§ **WHAT IS EXPECTED**
In the listing, locate the line containing "Annotate the side", then quote it and all following lines exactly. Omit pictures.
──────── DATA SECTION ────────
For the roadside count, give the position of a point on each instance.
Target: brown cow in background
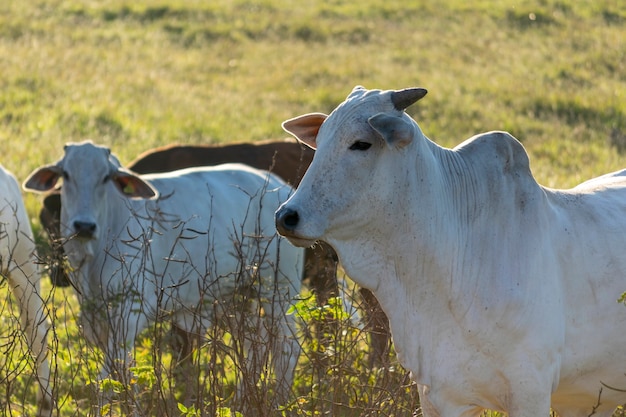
(289, 160)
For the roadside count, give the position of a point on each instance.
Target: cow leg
(321, 268)
(182, 343)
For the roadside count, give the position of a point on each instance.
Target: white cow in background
(18, 263)
(501, 293)
(175, 246)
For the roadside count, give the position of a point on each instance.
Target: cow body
(18, 263)
(501, 294)
(289, 160)
(176, 246)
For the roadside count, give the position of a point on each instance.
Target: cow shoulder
(501, 164)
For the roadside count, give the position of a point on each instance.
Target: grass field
(139, 74)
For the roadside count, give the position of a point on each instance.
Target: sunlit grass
(135, 75)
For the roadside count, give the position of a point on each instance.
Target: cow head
(88, 172)
(355, 167)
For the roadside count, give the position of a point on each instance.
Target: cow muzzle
(84, 230)
(287, 220)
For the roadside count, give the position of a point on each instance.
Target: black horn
(402, 99)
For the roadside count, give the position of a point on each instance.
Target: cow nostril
(84, 229)
(288, 219)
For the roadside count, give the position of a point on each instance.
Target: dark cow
(289, 160)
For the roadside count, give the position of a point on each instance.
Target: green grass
(139, 74)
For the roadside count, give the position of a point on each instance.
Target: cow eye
(360, 146)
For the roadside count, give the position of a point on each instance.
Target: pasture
(133, 75)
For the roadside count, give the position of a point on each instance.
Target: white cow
(18, 263)
(501, 293)
(175, 246)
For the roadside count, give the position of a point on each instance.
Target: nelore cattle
(19, 264)
(289, 160)
(501, 293)
(183, 246)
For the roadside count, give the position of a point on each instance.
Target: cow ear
(396, 131)
(305, 127)
(132, 186)
(43, 179)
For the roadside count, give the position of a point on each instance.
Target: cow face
(90, 175)
(354, 168)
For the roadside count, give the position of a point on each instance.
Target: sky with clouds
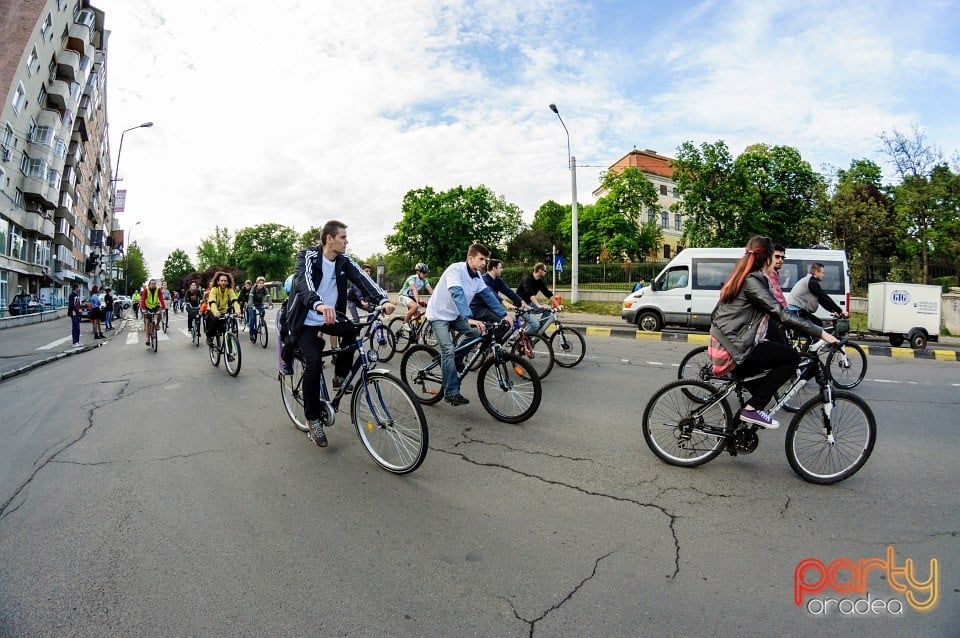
(297, 112)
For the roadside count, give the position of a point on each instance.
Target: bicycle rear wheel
(390, 422)
(569, 347)
(509, 389)
(826, 449)
(383, 342)
(846, 368)
(673, 419)
(291, 391)
(541, 355)
(420, 370)
(231, 360)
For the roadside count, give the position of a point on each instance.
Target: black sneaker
(316, 434)
(456, 399)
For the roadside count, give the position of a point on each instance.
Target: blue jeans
(441, 330)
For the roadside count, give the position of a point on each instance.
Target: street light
(574, 232)
(116, 177)
(126, 251)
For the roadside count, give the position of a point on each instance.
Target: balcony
(63, 240)
(68, 65)
(78, 38)
(63, 212)
(58, 94)
(37, 188)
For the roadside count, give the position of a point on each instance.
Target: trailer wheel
(918, 339)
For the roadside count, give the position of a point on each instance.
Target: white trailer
(904, 312)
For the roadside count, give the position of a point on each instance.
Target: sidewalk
(946, 349)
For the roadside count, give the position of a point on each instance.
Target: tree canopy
(437, 227)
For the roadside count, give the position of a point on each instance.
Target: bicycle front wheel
(847, 367)
(214, 350)
(231, 359)
(263, 335)
(390, 423)
(420, 370)
(827, 446)
(509, 388)
(383, 342)
(291, 391)
(569, 347)
(674, 421)
(540, 354)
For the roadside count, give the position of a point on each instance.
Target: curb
(703, 339)
(33, 365)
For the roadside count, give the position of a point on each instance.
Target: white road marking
(54, 344)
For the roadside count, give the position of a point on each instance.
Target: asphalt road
(152, 494)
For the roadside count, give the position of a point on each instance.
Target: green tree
(438, 227)
(176, 267)
(135, 269)
(215, 250)
(767, 190)
(265, 249)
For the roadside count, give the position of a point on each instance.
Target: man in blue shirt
(449, 309)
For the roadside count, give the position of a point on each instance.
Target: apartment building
(658, 170)
(55, 186)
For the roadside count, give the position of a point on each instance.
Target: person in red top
(150, 301)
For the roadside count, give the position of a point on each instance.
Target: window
(19, 98)
(46, 29)
(32, 60)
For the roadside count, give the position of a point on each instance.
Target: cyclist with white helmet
(410, 291)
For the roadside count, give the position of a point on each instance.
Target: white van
(688, 288)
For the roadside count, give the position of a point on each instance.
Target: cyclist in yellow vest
(151, 301)
(222, 297)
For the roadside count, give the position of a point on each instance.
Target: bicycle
(153, 317)
(386, 414)
(569, 346)
(689, 422)
(260, 328)
(226, 343)
(382, 340)
(418, 330)
(537, 350)
(508, 386)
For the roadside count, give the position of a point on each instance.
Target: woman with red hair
(739, 327)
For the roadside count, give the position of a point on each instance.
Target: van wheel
(649, 322)
(918, 339)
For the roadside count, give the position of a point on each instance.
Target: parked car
(23, 303)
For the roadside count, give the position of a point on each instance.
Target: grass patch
(611, 308)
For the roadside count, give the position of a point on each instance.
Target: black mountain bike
(688, 423)
(386, 414)
(508, 386)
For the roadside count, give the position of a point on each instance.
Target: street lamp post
(116, 177)
(126, 252)
(574, 232)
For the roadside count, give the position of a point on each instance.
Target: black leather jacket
(735, 324)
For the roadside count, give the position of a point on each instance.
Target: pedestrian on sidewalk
(96, 312)
(73, 310)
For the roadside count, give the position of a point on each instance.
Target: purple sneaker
(758, 417)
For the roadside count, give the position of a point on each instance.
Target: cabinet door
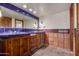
(7, 47)
(32, 43)
(24, 46)
(16, 46)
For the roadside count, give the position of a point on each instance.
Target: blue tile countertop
(7, 35)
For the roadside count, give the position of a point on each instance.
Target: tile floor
(53, 51)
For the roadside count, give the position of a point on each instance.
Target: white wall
(59, 20)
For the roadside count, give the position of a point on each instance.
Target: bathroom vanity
(22, 43)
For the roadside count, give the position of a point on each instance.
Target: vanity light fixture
(30, 9)
(34, 12)
(0, 13)
(23, 13)
(24, 6)
(17, 10)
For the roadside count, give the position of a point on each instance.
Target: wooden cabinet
(5, 22)
(32, 42)
(22, 45)
(16, 46)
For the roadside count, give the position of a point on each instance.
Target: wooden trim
(71, 25)
(21, 21)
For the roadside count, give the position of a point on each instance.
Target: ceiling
(44, 9)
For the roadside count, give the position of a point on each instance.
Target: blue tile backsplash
(2, 30)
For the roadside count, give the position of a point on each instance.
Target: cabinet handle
(4, 53)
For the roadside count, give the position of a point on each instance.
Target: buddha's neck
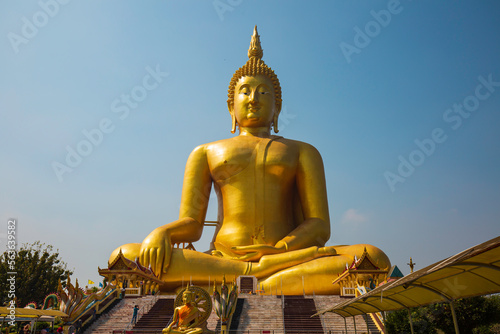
(262, 132)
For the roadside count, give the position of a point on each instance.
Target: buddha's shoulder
(299, 145)
(237, 141)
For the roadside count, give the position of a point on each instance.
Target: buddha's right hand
(156, 250)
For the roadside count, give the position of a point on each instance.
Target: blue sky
(362, 81)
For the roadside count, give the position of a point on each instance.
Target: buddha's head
(254, 95)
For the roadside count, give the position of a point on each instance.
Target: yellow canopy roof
(473, 272)
(31, 313)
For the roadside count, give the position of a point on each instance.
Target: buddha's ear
(230, 107)
(277, 112)
(278, 107)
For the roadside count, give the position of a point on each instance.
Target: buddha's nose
(254, 97)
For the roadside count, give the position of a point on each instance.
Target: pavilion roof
(472, 272)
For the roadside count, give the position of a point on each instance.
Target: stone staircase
(118, 317)
(297, 315)
(157, 318)
(260, 313)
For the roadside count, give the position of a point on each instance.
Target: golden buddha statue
(186, 318)
(273, 219)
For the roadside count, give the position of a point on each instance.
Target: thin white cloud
(352, 216)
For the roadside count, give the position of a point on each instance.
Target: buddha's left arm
(311, 186)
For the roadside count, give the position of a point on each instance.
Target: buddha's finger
(247, 257)
(244, 249)
(144, 258)
(152, 260)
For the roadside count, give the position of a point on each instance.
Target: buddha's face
(187, 297)
(254, 101)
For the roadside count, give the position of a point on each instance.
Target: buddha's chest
(254, 159)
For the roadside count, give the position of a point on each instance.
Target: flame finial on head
(255, 50)
(255, 66)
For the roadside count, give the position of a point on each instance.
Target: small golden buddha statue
(273, 219)
(186, 317)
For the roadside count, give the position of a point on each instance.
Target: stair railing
(143, 310)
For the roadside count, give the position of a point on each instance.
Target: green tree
(38, 270)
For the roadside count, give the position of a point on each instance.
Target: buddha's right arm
(156, 248)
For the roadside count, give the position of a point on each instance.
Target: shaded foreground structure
(472, 272)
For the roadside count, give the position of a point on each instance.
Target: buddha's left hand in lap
(255, 252)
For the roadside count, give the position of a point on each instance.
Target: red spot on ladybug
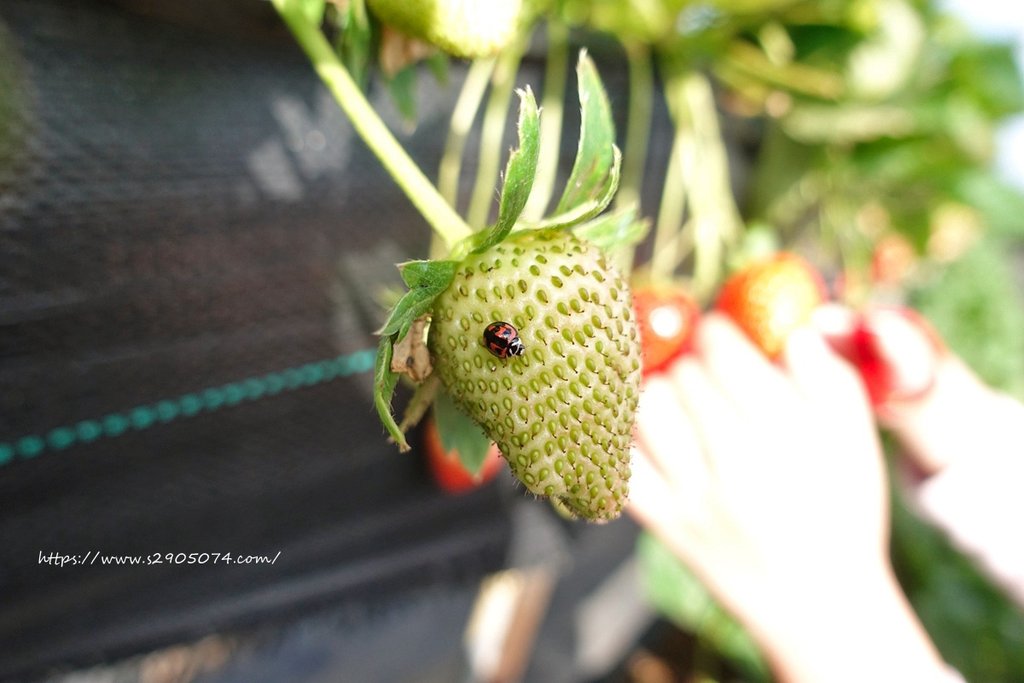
(502, 339)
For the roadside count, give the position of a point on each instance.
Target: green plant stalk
(551, 121)
(438, 213)
(715, 211)
(638, 124)
(670, 212)
(463, 116)
(495, 117)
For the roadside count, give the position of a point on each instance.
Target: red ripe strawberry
(895, 351)
(667, 317)
(448, 469)
(770, 298)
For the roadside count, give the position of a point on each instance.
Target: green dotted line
(206, 400)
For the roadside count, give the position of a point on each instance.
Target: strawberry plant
(863, 130)
(444, 457)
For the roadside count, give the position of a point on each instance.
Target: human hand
(928, 396)
(768, 480)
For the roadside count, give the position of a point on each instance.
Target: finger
(668, 434)
(714, 418)
(908, 351)
(667, 511)
(837, 324)
(745, 376)
(822, 376)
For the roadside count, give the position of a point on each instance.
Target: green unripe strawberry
(562, 411)
(463, 28)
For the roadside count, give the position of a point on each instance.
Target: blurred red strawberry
(895, 351)
(771, 297)
(667, 317)
(448, 469)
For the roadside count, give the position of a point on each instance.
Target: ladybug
(502, 339)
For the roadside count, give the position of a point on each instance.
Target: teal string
(205, 400)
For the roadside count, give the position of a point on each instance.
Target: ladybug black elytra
(502, 339)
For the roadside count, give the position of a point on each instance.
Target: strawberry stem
(638, 123)
(438, 213)
(495, 117)
(670, 212)
(463, 115)
(551, 122)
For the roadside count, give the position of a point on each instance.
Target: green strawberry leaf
(614, 229)
(311, 9)
(426, 280)
(595, 156)
(519, 172)
(460, 433)
(384, 384)
(354, 41)
(678, 594)
(591, 207)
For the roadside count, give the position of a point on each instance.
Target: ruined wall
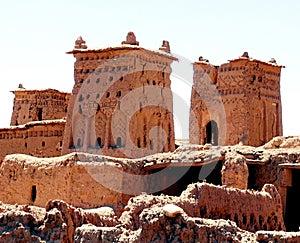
(38, 105)
(249, 91)
(40, 139)
(121, 103)
(35, 181)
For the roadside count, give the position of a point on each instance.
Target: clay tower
(38, 105)
(121, 102)
(237, 102)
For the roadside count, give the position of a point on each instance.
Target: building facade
(237, 102)
(121, 102)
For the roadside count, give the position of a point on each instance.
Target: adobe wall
(248, 91)
(121, 103)
(40, 139)
(35, 181)
(38, 105)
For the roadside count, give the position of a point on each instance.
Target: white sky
(36, 34)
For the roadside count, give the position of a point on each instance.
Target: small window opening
(99, 142)
(253, 79)
(151, 145)
(119, 142)
(79, 142)
(33, 193)
(40, 114)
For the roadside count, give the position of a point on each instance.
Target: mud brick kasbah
(118, 120)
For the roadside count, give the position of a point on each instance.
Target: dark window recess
(79, 142)
(151, 145)
(99, 143)
(33, 193)
(119, 142)
(40, 114)
(212, 133)
(253, 79)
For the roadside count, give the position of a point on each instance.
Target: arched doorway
(211, 133)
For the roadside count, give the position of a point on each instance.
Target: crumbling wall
(235, 171)
(38, 105)
(248, 91)
(40, 139)
(28, 180)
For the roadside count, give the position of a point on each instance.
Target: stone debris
(172, 210)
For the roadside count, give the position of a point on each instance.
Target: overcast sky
(36, 34)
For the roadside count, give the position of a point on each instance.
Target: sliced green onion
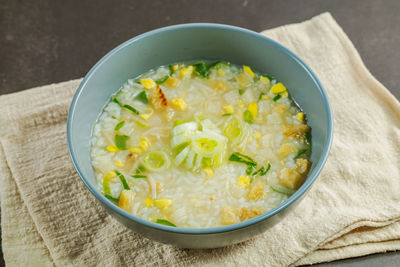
(238, 157)
(165, 222)
(110, 197)
(277, 97)
(301, 152)
(120, 141)
(142, 97)
(249, 170)
(156, 160)
(141, 124)
(162, 80)
(123, 180)
(202, 69)
(247, 117)
(115, 100)
(131, 109)
(282, 189)
(171, 69)
(138, 176)
(119, 125)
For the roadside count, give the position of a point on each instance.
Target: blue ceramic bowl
(190, 42)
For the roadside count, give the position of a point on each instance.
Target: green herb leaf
(140, 169)
(277, 97)
(307, 138)
(249, 170)
(238, 157)
(247, 117)
(142, 97)
(218, 64)
(115, 100)
(131, 109)
(110, 197)
(141, 124)
(120, 141)
(162, 80)
(171, 69)
(119, 125)
(268, 77)
(301, 152)
(123, 180)
(202, 69)
(282, 189)
(165, 222)
(138, 176)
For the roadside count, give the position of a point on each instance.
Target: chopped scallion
(202, 69)
(131, 109)
(138, 176)
(165, 222)
(110, 197)
(171, 69)
(142, 97)
(123, 180)
(120, 141)
(162, 80)
(238, 157)
(119, 125)
(301, 152)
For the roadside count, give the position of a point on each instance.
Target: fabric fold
(352, 209)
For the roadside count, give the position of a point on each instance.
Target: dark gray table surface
(51, 41)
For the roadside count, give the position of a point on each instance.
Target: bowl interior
(187, 43)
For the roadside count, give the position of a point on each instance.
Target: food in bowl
(200, 145)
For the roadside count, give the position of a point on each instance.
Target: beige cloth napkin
(49, 218)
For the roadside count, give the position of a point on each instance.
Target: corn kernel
(109, 175)
(209, 171)
(119, 163)
(300, 116)
(228, 109)
(147, 83)
(243, 181)
(265, 80)
(135, 150)
(179, 103)
(278, 88)
(186, 71)
(162, 203)
(220, 85)
(126, 200)
(112, 149)
(147, 115)
(247, 69)
(171, 82)
(264, 97)
(257, 135)
(149, 202)
(253, 109)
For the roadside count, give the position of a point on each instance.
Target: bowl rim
(201, 231)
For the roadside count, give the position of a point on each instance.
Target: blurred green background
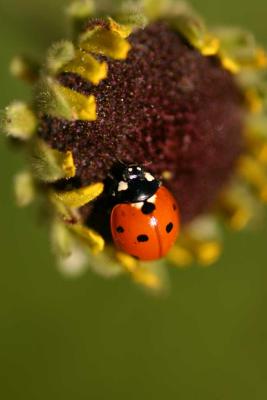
(96, 339)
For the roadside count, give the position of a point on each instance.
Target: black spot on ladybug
(142, 238)
(169, 227)
(148, 208)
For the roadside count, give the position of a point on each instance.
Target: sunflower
(145, 84)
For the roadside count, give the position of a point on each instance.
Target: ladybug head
(133, 172)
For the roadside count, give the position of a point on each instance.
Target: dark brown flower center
(166, 104)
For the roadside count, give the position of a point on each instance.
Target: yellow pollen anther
(87, 67)
(209, 46)
(68, 165)
(106, 42)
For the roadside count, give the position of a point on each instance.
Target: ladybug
(145, 219)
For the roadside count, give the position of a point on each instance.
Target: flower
(152, 86)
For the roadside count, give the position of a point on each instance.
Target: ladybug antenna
(147, 163)
(120, 161)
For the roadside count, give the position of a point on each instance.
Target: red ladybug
(145, 220)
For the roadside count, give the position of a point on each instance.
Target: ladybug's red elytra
(145, 220)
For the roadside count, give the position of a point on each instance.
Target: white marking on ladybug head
(138, 205)
(152, 199)
(149, 177)
(122, 186)
(153, 221)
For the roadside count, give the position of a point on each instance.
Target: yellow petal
(79, 197)
(24, 188)
(19, 121)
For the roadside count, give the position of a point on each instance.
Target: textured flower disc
(165, 104)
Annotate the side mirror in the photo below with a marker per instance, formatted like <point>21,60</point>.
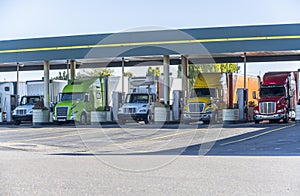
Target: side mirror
<point>86,98</point>
<point>254,95</point>
<point>291,93</point>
────────
§ **TASK OUTPUT**
Annotate the side mirror in the photo below with a marker per instance, formatted like <point>21,60</point>.
Target: side mirror
<point>86,98</point>
<point>254,95</point>
<point>291,93</point>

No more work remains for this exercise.